• Document excerpt:
== Segment start ==
Vegetable beer, purple carrots and Queen Garnet plum juice are just some of the fruits of the larder which will be on display and up for discussion at University of Southern Queensland’s (USQ) first ever Functional Foods Festival. Being held on campus in Toowoomba and Ipswich from August 8 to 11, 2016 the festival will showcase the importance of what is and could be grown in the region to provide health benefits to communities.
The Festival includes a Food for Health Symposium, with Canadian Professor Peter Jones, who has been brought to Australia by USQ as a Visiting Research Giant, as the keynote speaker.
“The University’s work in developing foods with health benefits has attracted international attention and is an area of research that makes us enormously proud,” USQ Vice-Chancellor and President Professor Jan Thomas said.
“Professor Jones is one of the worlds’ leading researchers in functional foods, and we are delighted he is able to be part of this festival with our own highly acclaimed team and other specialists to give the public an idea about this developing sector,” Professor Thomas said.
Professor Jones is the founding Director of the University of Manitoba’s Richardson Centre for Functional Foods and Nutraceuticals, which has worked closely with USQ’s Functional Foods Research Group (FFRG).
Led by Professor Lindsay Brown and Dr Sunil Panchal, FFRG research has identified foods which can help reduce obesity and improve the structure and function of the heart and liver.
The FFRG’s findings have helped to change the way the public views the connection between food and health, and have found functional foods may relieve inflammatory conditions such as arthritis, inflammatory bowel disease and chronic kidney damage.
“Functional foods are also likely to help promote healthy ageing, and decrease the impact of inflammatory and metabolic diseases which can have such a big impact on people’s quality of life as they age,” Dr Panchal said.
“As such, this is really important research for the people in our region and beyond,” he said.
As well as involving researchers from other universities, the symposium will include presentations from Nutrafruit, the Queensland company which has commercialised the Queen Garnet plum, and MDB Energy, which has developed high-value algae-based foods.
Professor Brown said the development of functional foods as an industry presented opportunities for food producers and processors as well as researchers and investors.
“Toowoomba and its surrounding regions have a long and proud history of growing fruit and vegetables, and of processing food. We look forward to telling people about where that is leading as food starts to interface with medicine,” Professor Brown said.
Professor Jones will be speaking at all four Functional Foods Festival events. The festival kicks off at USQ Toowoomba with an afternoon lecture for schools on Monday August 8, followed by an evening public lecture on Tuesday and the symposium on Wednesday, August10.
The festival’s final event is a public lecture at USQ Ipswich on Thursday August 11.
== Segment end ==
• Exercise data:
== Segment start ==
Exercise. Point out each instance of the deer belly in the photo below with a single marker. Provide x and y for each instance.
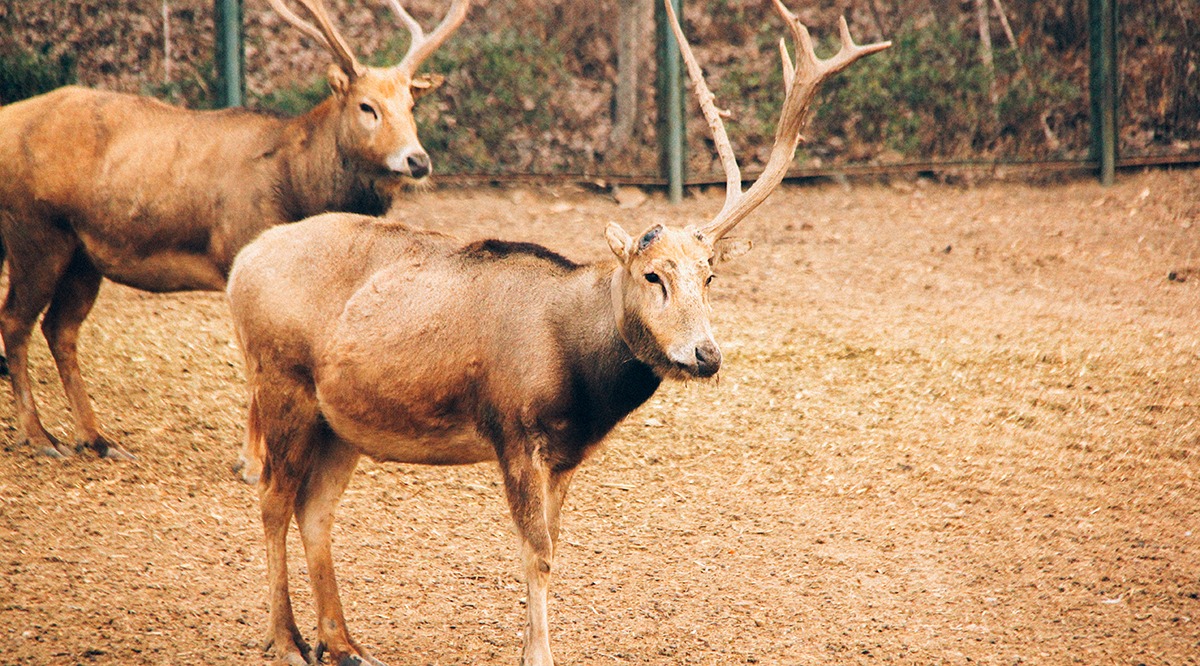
(397, 439)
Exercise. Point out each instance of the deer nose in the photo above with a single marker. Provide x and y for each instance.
(419, 165)
(708, 359)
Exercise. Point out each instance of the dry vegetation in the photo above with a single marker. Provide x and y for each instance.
(955, 425)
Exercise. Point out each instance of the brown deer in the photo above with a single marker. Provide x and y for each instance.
(97, 185)
(366, 336)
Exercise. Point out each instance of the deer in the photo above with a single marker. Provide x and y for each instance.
(367, 336)
(97, 184)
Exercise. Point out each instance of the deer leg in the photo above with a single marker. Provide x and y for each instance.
(276, 502)
(316, 505)
(535, 496)
(250, 461)
(286, 418)
(34, 274)
(72, 301)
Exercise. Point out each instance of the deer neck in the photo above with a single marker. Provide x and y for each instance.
(607, 381)
(318, 175)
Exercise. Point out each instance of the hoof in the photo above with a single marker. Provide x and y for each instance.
(361, 659)
(299, 655)
(106, 449)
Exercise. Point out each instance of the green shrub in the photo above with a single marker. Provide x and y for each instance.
(25, 73)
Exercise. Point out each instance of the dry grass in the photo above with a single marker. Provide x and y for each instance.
(954, 425)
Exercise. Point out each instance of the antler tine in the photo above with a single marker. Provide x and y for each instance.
(712, 114)
(801, 83)
(424, 46)
(324, 33)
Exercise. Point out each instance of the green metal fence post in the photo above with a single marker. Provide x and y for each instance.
(1102, 46)
(670, 101)
(229, 54)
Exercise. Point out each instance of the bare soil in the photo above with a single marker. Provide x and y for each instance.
(955, 425)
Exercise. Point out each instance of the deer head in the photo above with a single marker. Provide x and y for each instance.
(376, 123)
(660, 289)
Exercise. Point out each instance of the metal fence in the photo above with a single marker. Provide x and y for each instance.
(540, 89)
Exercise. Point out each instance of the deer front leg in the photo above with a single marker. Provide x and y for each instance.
(72, 301)
(535, 495)
(276, 498)
(35, 267)
(316, 504)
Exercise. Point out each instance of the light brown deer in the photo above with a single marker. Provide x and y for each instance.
(97, 185)
(366, 336)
== Segment end ==
• Activity 1:
Answer these questions from the festival article:
(a) What centre did Professor Peter Jones found, and at which university?
(b) Who leads the Functional Foods Research Group?
(c) What is the festival's final event, and where is it held?
• Activity 2:
Reproduce the part of the festival article starting with "Led by Professor" and going on through "chronic kidney damage.".

• Answer box 1:
(a) The Richardson Centre for Functional Foods and Nutraceuticals, at the University of Manitoba.
(b) Professor Lindsay Brown and Dr Sunil Panchal.
(c) A public lecture, held at USQ Ipswich on Thursday August 11.

• Answer box 2:
Led by Professor Lindsay Brown and Dr Sunil Panchal, FFRG research has identified foods which can help reduce obesity and improve the structure and function of the heart and liver.
The FFRG’s findings have helped to change the way the public views the connection between food and health, and have found functional foods may relieve inflammatory conditions such as arthritis, inflammatory bowel disease and chronic kidney damage.